*PROVIDED RECORDS:*

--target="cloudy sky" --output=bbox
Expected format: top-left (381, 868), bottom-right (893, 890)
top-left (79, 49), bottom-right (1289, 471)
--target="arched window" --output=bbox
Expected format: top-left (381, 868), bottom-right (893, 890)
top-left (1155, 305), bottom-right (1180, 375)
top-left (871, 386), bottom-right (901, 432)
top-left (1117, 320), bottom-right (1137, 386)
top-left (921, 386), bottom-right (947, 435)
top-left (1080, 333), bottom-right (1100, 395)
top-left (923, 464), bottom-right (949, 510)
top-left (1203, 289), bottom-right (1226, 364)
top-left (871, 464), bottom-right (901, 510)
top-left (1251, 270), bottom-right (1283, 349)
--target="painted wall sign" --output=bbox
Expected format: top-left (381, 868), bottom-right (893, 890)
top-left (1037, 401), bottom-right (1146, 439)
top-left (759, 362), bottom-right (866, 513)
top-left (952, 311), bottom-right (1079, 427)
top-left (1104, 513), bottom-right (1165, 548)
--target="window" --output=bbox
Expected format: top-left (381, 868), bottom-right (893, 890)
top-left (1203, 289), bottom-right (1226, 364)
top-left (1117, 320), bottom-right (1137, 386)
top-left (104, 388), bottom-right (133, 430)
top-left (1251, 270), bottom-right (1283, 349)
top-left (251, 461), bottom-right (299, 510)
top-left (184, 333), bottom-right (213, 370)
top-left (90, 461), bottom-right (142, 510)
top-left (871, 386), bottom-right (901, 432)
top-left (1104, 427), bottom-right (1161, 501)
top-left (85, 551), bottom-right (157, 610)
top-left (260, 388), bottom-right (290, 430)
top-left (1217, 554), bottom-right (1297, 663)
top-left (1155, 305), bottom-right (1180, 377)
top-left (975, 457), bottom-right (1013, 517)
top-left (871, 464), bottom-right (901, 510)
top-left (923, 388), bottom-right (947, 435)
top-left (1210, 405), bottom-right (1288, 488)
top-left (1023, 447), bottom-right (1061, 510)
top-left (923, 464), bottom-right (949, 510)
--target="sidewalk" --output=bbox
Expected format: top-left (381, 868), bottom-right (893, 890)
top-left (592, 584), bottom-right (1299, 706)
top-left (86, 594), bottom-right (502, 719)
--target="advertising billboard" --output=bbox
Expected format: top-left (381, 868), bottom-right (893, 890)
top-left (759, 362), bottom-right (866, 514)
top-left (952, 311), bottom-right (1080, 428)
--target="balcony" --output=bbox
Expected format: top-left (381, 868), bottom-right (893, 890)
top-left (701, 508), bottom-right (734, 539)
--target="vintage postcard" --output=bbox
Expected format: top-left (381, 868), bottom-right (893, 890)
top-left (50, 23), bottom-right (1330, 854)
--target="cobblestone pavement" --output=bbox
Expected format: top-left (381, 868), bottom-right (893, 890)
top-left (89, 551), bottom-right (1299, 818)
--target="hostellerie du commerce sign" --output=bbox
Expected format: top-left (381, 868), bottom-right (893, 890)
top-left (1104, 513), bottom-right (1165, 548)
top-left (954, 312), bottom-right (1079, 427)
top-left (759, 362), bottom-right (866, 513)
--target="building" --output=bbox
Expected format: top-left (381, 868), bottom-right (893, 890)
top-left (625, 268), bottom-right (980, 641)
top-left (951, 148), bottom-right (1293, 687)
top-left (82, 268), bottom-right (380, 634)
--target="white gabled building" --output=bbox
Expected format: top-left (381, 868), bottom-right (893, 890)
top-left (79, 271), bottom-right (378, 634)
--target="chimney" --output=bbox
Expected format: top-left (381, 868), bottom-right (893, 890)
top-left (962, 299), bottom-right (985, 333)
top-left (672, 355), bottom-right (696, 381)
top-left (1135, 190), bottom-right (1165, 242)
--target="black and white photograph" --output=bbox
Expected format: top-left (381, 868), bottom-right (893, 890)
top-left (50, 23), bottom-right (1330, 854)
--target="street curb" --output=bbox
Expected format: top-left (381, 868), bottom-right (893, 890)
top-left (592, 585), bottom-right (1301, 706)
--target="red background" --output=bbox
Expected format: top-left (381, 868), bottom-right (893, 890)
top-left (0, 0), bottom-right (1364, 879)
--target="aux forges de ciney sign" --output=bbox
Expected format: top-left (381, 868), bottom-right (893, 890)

*EXERCISE:* List every line of the data above that contains the string "window", treating uppercase and lowercase letters as different.

*THE RESULT:*
--target="arched window" --output=bbox
--target="window" --output=bbox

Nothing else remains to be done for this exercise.